─── GIVEN RECORDS

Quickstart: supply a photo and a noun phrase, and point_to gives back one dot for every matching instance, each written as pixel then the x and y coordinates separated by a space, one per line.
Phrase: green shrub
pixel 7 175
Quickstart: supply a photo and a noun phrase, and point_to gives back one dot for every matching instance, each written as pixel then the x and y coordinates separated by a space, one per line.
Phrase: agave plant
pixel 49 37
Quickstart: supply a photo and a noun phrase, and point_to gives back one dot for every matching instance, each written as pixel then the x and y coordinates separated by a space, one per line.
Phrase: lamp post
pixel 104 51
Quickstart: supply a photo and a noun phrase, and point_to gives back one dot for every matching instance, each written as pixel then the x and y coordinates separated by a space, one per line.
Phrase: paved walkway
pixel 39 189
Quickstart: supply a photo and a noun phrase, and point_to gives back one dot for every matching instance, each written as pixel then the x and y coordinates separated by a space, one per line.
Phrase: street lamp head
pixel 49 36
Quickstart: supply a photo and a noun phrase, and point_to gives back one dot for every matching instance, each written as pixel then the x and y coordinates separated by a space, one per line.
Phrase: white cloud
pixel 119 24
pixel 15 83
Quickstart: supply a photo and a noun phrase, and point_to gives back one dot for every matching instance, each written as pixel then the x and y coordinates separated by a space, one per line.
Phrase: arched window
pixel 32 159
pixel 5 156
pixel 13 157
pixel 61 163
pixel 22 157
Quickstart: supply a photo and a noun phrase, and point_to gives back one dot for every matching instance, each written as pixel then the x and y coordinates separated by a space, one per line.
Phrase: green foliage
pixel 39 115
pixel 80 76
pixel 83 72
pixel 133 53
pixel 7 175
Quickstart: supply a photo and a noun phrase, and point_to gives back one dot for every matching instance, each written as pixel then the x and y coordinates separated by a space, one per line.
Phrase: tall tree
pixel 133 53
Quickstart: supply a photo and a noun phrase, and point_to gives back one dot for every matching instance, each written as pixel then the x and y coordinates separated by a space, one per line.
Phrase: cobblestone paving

──────

### [EXERCISE DIRECTIONS]
Please repeat the records so that each one reads exactly as it does above.

### [EXERCISE ANSWER]
Quickstart: supply a photo and a noun phrase, and point_to gives back one dot for every matching instance, each written as pixel then the x and y coordinates separated by a space, one per line.
Phrase: green shrub
pixel 7 175
Quickstart: supply a photo and a noun phrase, and point_to gives back one dot for every matching instance, each written as pixel then the x and y coordinates separated by a space, one per line.
Phrase: agave plant
pixel 49 37
Quickstart: supply a photo and a noun phrase, and point_to gives back one dot for every matching instance, each written as pixel then the x and y coordinates separated by a space, one per line.
Phrase: lamp post
pixel 104 51
Quickstart: supply a photo and a noun phrase, and point_to gives back one dot for every matching instance, each written as pixel then the x and y coordinates separated by a space, one per line.
Phrase: paved walkway
pixel 39 189
Quickstart: supply a photo and a noun phrase, and point_to gives back one dot for every matching instance, each written as pixel then the x and y coordinates separated by a space, one per line.
Phrase: street lamp head
pixel 49 36
Quickstart: supply a photo and a noun phrase, and point_to gives back one dot for every matching instance, each written as pixel then the x and y coordinates separated by a space, one per line.
Phrase: white cloud
pixel 119 24
pixel 15 83
Quickstart: supply a photo and a noun phrase, and point_to gives back one dot for every matching instance, each written as pixel then the x and y coordinates separated by a space, one per line.
Phrase: arched window
pixel 32 159
pixel 5 156
pixel 13 157
pixel 61 163
pixel 22 157
Quickstart: supply a photo and a noun phrase, and point_to gives back one dot for every matching instance, each written as pixel then the x and y coordinates separated by a space, one per line.
Phrase: green foliage
pixel 39 115
pixel 80 76
pixel 83 72
pixel 133 53
pixel 7 175
Quickstart: supply a photo and a noun phrase, and point_to gives back one dot for every matching instance, each written as pixel then the x and y coordinates separated by a space, one per line.
Phrase: tall tree
pixel 133 53
Quickstart: supply a photo and a noun phrase, and point_to gives back one dot for every matching instance, each written as pixel then the x and y coordinates separated by a space, one per line.
Phrase: cobblestone paving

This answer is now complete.